▸ **Esercizi**:
1. Nel testo sulla disoccupazione giovanile, di quale percentuale è cresciuta la disoccupazione giovanile a seguito del Covid-19, secondo i dati ISTAT di giugno?
2. Prosegui il testo sulla disoccupazione giovanile a partire dall'ultima frase riportata.

La disoccupazione giovanile, come dai dati dell’ISTAT di giugno, è aumentata ben del 27% a seguito del Covid-19. E continua a aumentare.

Tale eccezionale aumento, in una situazione già drammatica, richiama le istituzioni europee, il governo e le regioni ad interventi con nuove politiche occupazionali a favore dei giovani, protagonisti di una crisi senza precedenti, probabilmente la peggiore fino a questo momento per il lavoro e i diritti sociali. La mancanza di qualunque prospettiva rischia sempre più di far chiudere i giovani disoccupati in un’apatia ed in una rassegnazione molto preoccupante.

Già la Conferenza Generale dell’Organizzazione Internazionale del Lavoro, riunita a Ginevra per la sua 101a sessione nel 2012, sollecitava un radicale intervento, essendo stata svolta una discussione generale in base al Rapporto V, “La crisi dell’occupazione giovanile: è il momento di agire”.
Oggi, mettere in campo iniziative utili a superare le difficoltà per la ricerca di un lavoro, che spesso effettivamente non c’è per nulla, è inderogabile, urgente e indifferibile. Una ricerca, il più delle volte, non soltanto infruttuosa ma sovente accompagnata dalla totale disinformazione su norme, prassi, agevolazioni e procedimenti utili per potersi orientare al meglio ed in piena consapevolezza, offrendo qualche via d’uscita rispetto al totale vuoto di prospettive.

▸ **Informazioni**:
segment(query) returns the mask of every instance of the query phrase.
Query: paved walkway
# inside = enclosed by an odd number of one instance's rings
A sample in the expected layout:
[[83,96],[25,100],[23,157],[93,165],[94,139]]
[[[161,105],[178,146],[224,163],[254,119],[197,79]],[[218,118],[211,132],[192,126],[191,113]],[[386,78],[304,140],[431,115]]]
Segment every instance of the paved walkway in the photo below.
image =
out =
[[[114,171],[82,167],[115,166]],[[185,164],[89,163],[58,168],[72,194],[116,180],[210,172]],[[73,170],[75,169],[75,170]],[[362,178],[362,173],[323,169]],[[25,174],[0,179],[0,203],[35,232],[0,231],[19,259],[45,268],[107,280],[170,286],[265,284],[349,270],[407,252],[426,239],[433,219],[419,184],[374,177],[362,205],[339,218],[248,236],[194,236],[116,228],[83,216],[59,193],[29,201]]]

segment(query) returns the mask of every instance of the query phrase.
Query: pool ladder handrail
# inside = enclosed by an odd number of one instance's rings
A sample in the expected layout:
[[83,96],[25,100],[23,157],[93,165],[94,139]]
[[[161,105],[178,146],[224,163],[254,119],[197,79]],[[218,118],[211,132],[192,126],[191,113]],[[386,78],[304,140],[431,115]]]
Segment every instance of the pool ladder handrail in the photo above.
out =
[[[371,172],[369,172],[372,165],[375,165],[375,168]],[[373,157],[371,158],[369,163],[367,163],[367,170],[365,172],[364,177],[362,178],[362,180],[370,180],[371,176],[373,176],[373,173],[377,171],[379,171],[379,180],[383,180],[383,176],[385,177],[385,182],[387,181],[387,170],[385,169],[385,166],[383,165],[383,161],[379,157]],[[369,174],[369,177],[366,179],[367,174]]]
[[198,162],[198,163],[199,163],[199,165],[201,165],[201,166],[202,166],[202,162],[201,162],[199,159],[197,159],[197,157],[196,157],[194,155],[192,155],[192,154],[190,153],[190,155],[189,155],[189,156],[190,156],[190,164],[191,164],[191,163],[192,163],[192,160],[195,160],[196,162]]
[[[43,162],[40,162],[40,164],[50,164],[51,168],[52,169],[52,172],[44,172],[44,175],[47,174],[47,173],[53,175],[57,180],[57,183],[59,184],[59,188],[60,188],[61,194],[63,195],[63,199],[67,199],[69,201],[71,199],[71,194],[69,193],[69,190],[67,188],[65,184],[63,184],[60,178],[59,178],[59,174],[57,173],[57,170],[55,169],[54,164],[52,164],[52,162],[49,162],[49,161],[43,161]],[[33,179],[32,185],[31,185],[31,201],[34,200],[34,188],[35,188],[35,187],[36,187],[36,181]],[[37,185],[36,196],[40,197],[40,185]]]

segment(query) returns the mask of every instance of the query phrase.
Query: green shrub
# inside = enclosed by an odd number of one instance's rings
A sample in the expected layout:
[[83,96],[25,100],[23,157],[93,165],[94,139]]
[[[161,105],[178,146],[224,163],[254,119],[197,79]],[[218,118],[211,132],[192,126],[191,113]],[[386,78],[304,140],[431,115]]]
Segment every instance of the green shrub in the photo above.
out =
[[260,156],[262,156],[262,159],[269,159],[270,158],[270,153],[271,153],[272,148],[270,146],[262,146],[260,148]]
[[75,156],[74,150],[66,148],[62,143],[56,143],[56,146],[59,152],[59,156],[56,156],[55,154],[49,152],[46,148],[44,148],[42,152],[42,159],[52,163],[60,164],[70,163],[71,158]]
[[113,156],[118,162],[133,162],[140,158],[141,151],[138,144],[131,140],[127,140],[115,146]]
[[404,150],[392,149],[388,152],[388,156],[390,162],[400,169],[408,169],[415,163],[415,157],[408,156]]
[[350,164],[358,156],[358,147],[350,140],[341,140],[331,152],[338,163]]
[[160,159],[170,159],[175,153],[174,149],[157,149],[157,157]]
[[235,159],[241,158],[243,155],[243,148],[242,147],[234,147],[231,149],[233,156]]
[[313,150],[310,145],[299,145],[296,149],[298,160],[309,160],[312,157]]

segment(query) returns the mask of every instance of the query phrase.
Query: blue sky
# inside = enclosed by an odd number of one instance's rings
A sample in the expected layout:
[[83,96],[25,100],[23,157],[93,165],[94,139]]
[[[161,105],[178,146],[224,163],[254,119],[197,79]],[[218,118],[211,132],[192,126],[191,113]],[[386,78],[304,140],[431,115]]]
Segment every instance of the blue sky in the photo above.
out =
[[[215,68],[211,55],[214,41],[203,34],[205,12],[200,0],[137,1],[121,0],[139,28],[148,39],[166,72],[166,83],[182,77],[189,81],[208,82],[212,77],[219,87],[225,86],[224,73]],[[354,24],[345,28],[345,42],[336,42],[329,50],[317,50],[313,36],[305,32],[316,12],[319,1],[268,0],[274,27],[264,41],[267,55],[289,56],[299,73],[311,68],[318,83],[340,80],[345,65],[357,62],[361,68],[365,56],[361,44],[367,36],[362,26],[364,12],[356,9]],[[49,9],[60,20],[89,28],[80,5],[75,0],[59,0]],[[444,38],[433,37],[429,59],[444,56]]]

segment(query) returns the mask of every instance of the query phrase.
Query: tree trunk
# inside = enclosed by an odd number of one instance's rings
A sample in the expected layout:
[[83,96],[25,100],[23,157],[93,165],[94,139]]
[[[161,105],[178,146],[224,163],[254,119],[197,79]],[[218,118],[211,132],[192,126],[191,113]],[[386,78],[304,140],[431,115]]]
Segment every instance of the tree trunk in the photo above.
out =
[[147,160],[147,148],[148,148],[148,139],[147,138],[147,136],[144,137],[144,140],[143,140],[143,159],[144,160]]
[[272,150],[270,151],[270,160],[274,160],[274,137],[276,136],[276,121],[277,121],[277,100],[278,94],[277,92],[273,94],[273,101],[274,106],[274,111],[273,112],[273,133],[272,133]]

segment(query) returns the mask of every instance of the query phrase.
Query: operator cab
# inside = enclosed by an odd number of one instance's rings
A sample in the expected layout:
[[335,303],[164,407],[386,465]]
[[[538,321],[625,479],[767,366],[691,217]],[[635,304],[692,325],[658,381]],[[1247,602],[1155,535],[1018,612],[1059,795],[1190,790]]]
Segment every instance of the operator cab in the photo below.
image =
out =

▸ **Soluzioni**:
1. Del 27%.

2.
Di una nuova strategia per l’occupazione giovanile, che metta insieme una visione generale innovativa con concrete proposte pragmatiche, al momento non emerge, se ne sa poco e non è argomento di dibattito nell’opinione pubblica.
Per non parlare sul dialogo pienamente mancante tra occupazione e sviluppo delle competenze, per garantire ai giovani tirocini, formazione e apprendistato.
Una questione centrale è certamente permettere alle aziende di facilitare l’entrata dei giovani nel mondo del lavoro, assicurando il diritto di acquisire competenze e qualifiche. Sicuramente serve mobilitare subito “più risorse” per interventi mirati all’inserimento reale nei processi lavorativi (e non, come quasi sempre accade, per progetti fortemente assistenziali e senza futuro.
L’impegno per la creazione di nuovi posti di lavoro rende necessario migliorare anche la qualità della produzione, della distribuzione, dei trasporti, dei servizi pubblici, delle stesse risorse umane.

Bisogna prendere atto che ora sicuramente il mondo del lavoro non sarà più lo stesso di prima. Dopo la crisi pandemica andranno totalmente ripensate le politiche d’investimento e va modernizzata l’economia, creando posti di lavoro nuovi e più sostenibili nel tempo, parte integrante di una ripresa lavorativa legata alla sussidiarietà orizzontale in un contesto globalizzato di società sottoposta a continui spostamenti di flussi migratori.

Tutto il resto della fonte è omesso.